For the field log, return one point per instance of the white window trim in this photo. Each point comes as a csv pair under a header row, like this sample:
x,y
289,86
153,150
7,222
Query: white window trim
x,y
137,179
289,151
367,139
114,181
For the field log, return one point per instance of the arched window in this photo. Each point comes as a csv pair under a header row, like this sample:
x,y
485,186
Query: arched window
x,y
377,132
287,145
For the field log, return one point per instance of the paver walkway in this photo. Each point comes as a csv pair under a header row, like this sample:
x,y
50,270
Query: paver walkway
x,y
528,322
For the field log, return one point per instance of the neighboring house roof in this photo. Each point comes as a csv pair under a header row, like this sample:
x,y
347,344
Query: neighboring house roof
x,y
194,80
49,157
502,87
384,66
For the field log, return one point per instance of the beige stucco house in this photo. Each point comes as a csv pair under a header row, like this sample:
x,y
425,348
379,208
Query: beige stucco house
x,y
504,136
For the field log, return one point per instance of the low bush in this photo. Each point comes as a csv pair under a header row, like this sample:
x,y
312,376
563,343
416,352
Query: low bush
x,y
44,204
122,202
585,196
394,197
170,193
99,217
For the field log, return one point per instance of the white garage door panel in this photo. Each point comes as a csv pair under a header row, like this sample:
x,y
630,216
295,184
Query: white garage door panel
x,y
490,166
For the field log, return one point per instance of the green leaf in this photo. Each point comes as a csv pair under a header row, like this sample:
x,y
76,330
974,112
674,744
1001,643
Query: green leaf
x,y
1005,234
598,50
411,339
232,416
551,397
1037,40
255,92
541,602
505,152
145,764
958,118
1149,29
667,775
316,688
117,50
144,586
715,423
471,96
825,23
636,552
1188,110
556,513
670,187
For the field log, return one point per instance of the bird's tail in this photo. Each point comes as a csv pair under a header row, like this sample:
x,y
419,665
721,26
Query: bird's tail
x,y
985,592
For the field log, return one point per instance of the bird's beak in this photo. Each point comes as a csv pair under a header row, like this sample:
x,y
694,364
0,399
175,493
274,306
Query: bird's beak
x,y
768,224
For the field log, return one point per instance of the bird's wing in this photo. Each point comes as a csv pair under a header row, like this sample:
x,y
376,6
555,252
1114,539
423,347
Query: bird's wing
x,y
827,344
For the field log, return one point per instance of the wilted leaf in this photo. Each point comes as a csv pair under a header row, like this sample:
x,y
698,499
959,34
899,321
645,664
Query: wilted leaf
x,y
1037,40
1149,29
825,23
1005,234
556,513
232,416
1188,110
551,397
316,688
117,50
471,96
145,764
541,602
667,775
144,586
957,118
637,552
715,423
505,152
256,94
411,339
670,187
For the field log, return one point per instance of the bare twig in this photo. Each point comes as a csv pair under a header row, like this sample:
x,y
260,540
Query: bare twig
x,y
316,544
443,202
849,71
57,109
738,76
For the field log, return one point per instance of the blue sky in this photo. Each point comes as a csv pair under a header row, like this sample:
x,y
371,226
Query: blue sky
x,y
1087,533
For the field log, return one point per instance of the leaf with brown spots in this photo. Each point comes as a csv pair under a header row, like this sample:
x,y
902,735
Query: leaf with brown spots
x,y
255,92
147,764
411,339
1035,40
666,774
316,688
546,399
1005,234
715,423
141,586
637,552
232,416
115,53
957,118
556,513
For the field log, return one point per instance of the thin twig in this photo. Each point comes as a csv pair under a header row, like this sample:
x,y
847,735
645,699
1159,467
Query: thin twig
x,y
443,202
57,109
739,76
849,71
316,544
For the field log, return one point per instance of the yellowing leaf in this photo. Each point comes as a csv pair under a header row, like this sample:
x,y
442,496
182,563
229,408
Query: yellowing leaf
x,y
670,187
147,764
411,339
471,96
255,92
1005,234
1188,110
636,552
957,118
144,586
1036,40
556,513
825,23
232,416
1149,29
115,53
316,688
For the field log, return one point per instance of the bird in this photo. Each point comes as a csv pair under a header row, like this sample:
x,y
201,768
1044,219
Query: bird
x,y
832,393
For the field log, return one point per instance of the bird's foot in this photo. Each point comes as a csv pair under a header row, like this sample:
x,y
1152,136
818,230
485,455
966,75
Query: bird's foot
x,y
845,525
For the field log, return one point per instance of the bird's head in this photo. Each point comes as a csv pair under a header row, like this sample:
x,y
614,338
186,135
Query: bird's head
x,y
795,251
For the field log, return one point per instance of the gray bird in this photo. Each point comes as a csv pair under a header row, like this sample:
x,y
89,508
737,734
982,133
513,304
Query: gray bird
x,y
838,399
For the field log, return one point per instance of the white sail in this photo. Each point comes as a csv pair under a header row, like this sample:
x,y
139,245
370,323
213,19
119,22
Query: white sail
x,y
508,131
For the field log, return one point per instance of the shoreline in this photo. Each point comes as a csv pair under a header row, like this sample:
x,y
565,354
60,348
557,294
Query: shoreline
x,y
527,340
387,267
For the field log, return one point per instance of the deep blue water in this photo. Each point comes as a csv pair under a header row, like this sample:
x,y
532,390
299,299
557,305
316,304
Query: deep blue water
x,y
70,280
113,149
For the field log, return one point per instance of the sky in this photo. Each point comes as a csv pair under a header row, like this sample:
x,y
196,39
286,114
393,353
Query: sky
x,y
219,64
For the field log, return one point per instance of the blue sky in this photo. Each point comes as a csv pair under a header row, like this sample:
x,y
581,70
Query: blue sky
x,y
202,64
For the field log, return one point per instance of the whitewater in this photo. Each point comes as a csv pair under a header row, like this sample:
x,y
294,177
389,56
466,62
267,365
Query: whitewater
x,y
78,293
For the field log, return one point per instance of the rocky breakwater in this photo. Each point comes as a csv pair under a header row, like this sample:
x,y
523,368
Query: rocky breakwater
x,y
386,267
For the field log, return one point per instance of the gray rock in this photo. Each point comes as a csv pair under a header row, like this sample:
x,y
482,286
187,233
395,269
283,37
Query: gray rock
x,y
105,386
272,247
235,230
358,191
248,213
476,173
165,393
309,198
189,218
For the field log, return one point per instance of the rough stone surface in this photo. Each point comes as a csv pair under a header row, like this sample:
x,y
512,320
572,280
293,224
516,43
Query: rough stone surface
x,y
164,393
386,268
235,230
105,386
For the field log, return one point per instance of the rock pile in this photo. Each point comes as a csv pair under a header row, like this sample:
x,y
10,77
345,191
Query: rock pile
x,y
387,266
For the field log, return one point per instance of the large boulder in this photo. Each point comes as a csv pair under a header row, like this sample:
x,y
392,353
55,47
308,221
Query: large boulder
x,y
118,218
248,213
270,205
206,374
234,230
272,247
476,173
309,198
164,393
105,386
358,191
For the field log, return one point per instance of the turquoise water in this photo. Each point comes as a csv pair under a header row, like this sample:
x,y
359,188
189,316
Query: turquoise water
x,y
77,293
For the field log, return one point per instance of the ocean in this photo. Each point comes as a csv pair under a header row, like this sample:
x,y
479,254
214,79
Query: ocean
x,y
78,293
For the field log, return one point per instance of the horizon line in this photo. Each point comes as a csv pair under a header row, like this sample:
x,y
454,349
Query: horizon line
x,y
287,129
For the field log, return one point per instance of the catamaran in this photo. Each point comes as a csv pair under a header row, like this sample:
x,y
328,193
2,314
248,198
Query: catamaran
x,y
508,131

▬▬▬▬▬▬▬▬▬▬

Aim
Copy the entire listing above line for line, keeping every word, number, and punctuation mark unchanged.

Solved problem
For the field log, return one point per instance of the white window trim in this photo. Each point comes as a csv pair under a header row, like this sample:
x,y
289,86
153,150
7,222
Query: white window trim
x,y
137,179
289,151
367,139
114,181
For the field log, return one point per instance of the arched window in this photo. Each point comes as a csv pair under a header row, like this sample:
x,y
485,186
Query: arched window
x,y
377,132
287,145
For the field log, return one point per instance of the paver walkway in this photo. Each point comes as a csv pair under a header row, like this sample:
x,y
50,270
Query: paver walkway
x,y
528,322
For the field log, return one point per instance of the neighboring house roof in this photo. Each point comes as a csv pair under a header row, like this sample:
x,y
347,344
Query: neighboring house roof
x,y
194,80
49,157
502,87
384,66
For the field log, return one point per instance of the beige stucco house in this photo. Each point comes as a csv pair under a header row, like this sample:
x,y
425,348
379,208
Query: beige stucco house
x,y
504,136
For the field log, return one point per instance of the low bush in this photo. Each point comes as a csv pair under a header row, like this sample:
x,y
312,376
563,343
416,352
Query: low bush
x,y
44,204
122,202
585,196
394,197
170,193
99,217
For the field log, return one point per instance of the white garage door panel in this photo. Each point comes as a csv pair under a header row, like this sample:
x,y
630,216
295,184
Query: white garage door panel
x,y
490,166
For the field log, return one point per instance of the green leaf in this photo. Each point comes as a csv pair under a header row, like this sample:
x,y
76,330
974,112
674,744
1001,643
Query: green leaf
x,y
1005,234
598,50
411,339
232,416
551,397
1037,40
255,92
541,602
505,152
145,764
958,118
1149,29
667,775
316,688
117,50
144,586
715,423
471,96
825,23
636,552
1188,110
556,513
670,187
For the field log, return one point per instance of the bird's tail in this photo. Each point comes as a csv pair under a header row, like this sample:
x,y
419,665
721,26
Query: bird's tail
x,y
985,592
For the field log, return one point per instance of the bird's beak in this photo. Each point comes as a csv pair under a header row, like this sample:
x,y
694,364
0,399
175,493
274,306
Query: bird's beak
x,y
768,224
For the field log, return one point per instance of the bird's wing in this photo. Each point comes as a csv pair under a header row, like this sample:
x,y
376,6
555,252
1114,539
423,347
Query: bird's wing
x,y
827,344
For the field log, return one point per instance of the wilted leaf in this photo. Each point comes as a csv pair under a header row, like this sample:
x,y
698,499
959,34
899,321
645,664
Query: wilted leaf
x,y
1037,40
1149,29
825,23
1005,234
556,513
232,416
1188,110
551,397
316,688
117,50
471,96
145,764
541,602
667,775
144,586
957,118
637,552
715,423
505,152
256,94
411,339
670,187
For the field log, return one point per instance of the bare twig in this photo. Each point comes as a csv pair under a header row, like this sample:
x,y
260,540
Query: bare twig
x,y
316,544
443,202
849,71
57,109
738,76
For the field log, return one point per instance of the blue sky in this photo. Each point comes as a csv pair under a header row, like this sample:
x,y
371,226
Query: blue sky
x,y
1087,533
For the field log, return one point per instance of the leaf with brown spots in this photo. Each point comes as a csv pair under a header row, like this sample:
x,y
902,735
Query: leaf with brown spots
x,y
255,92
147,764
411,339
1035,40
666,774
316,688
546,399
1005,234
715,423
141,586
637,552
232,416
115,53
957,118
556,513
For the field log, return one point per instance of the thin twig in this photo. Each point comes as a csv pair under a header row, like this sample:
x,y
847,735
645,699
1159,467
Query: thin twig
x,y
443,202
57,109
739,76
849,71
316,544
For the field log, return one point per instance of the yellowing leaf in this photo. Each point comes as a csv pair under a header row, like this sample:
x,y
442,496
182,563
229,408
Query: yellowing leaf
x,y
670,187
147,764
411,339
471,96
255,92
1005,234
1188,110
636,552
957,118
144,586
1036,40
556,513
825,23
232,416
1149,29
115,53
316,688
For the field log, return one point per instance of the bird in this photo. Each point comes as a csv pair under a header row, like this sample:
x,y
201,768
1044,219
Query: bird
x,y
832,393
For the field log, return one point per instance of the bird's foot in this photo. Each point comes as a csv pair under a header row, like this sample:
x,y
1152,136
818,230
485,455
966,75
Query: bird's foot
x,y
845,525
For the field log, return one point per instance of the bird's head in this photo. Each point comes as a csv pair under a header row, like this sample:
x,y
614,338
186,135
Query: bird's head
x,y
795,251
For the field log, return one point per instance of the gray bird in this photo. Each point comes as a csv pair under a header row, like this sample:
x,y
89,508
737,734
982,133
513,304
Query: gray bird
x,y
838,399
For the field log, return one point per instance of the white sail in this photo. Each point comes as a csv pair under a header row, like this sample:
x,y
139,245
370,323
213,19
119,22
Query: white sail
x,y
508,131
For the field log, return one point per instance of the shoreline in this photo. Each point comes as a csv pair under a header row, like this sample:
x,y
565,354
60,348
557,294
Query: shoreline
x,y
527,340
387,267
For the field log, return one point per instance of the deep blue water in this photo. Each point comes as a csv pair under a header row, like this sample:
x,y
532,390
299,299
557,305
316,304
Query: deep blue water
x,y
70,280
113,149
For the field log, return one point per instance of the sky in this photo. Each point comes as a csv pair under a header row, like this sample:
x,y
196,39
286,114
393,353
Query: sky
x,y
219,64
For the field log, return one point per instance of the blue sky in this photo. Each point comes as a csv pair under a header row, like this sample:
x,y
581,70
Query: blue sky
x,y
202,64
For the field log, return one point per instance of the whitewater in this photo. Each point comes as a csv pair under a header row, like this sample:
x,y
294,177
389,56
466,62
267,365
Query: whitewater
x,y
78,293
For the field log, return one point per instance of the rocky breakwater in this photo. Each point comes as a csv pair under a header row, like this sample:
x,y
523,368
Query: rocky breakwater
x,y
386,267
For the field log, return one point per instance of the gray rock in this photo. Each point comes as a csv pair under a header row, like this sample:
x,y
482,286
187,233
395,269
283,37
Query: gray rock
x,y
105,386
272,247
235,230
358,191
248,213
476,173
165,393
309,198
189,218
For the field log, return one point per instance of the rough stone surface in this photo. Each point comes as a csv pair under a header row, like this sample:
x,y
512,320
572,280
293,224
516,43
Query: rough stone surface
x,y
164,393
386,268
235,230
105,386
For the field log, return one point per instance of the rock pile in this photo. Each point comes as a csv pair under a header row, like this sample:
x,y
10,77
345,191
Query: rock pile
x,y
387,266
For the field log, return one point per instance of the large boulder in this photo. Each point comes as a csv pair under a header row, like this sample:
x,y
392,353
55,47
308,221
Query: large boulder
x,y
118,218
248,213
270,205
206,374
234,230
272,247
476,173
309,198
164,393
105,386
358,191
For the field log, return one point per instance of the turquoise water in this photo. Each point comes as a csv pair under a header row, like this sample:
x,y
359,188
189,316
Query: turquoise water
x,y
77,293
For the field log, return one point per instance of the ocean in this photo. Each point comes as a csv pair under a header row, like this sample:
x,y
479,254
214,79
Query: ocean
x,y
78,293
For the field log, return one point per instance of the horizon line in this photo. Each point comes as a csv pair under a header row, like this sample:
x,y
454,349
Query: horizon line
x,y
287,129
For the field log, return one point per instance of the catamaran in this photo. Each point comes as a csv pair under a header row, like this sample:
x,y
328,193
2,314
248,198
Query: catamaran
x,y
508,131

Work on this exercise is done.